The successes and failures are on display for all to see. Every road trip, short or long, is a crop tour at this time of year.
You can’t tell much from a double-lane highway, but get off on the side roads and every field has a story to tell.
This year, conditions range from flooding to drought, but there are also areas with good to excellent crops. In those regions, the differences from one field to the next are largely dependent on operator skill, luck and investment.
Seeding misses stick out like sore thumbs and have a habit of occurring right beside main roads. Seed blockage monitors have become more common, but many producers still operate without them. Every year you see some large seeding misses that continue pass after pass in a field.
Fertilizer misses aren’t quite as obvious but probably occur with even more regularity. A phosphate miss on a pulse crop may not be visible, but the difference in crop vigour is obvious if the nitrogen stops on canola or a cereal.
Inoculant misses also occur, often due to bridging of granular product in the tank.
Weed control efforts are also on display for every passerby to assess. Statistics say early weeds are the ones that rob the most yield, but early weed control can mean that late weed flushes are missed, resulting in a messy looking crop by this time of year.
Weed control is relatively easy in canola, and the crop is so competitive you don’t usually see weed issues from the road.
However, weed control is all over the map in crops such as lentils. Clearfield lentil varieties will typically have less wild mustard and volunteer canola, but Group 2 resistant kochia can be a problem in all varieties. As well, the lentil canopy doesn’t hide many weeds.

----------------

▶ Work item: Summarize the passage on judging crops from the road in two sentences.

Records contained in a dataset:
----------------

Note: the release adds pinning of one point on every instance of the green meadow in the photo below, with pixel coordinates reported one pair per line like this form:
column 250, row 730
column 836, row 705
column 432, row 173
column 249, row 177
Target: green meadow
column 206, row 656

----------------

▶ Exercise result: At this time of year, driving the side roads shows each field's successes and failures, with conditions ranging from flooding to drought, and in good areas the differences between fields depend largely on operator skill, luck and investment. Seeding, fertilizer and inoculant misses appear in fields, and weed control varies: it is relatively easy in competitive canola but all over the map in lentils, whose canopy doesn't hide many weeds.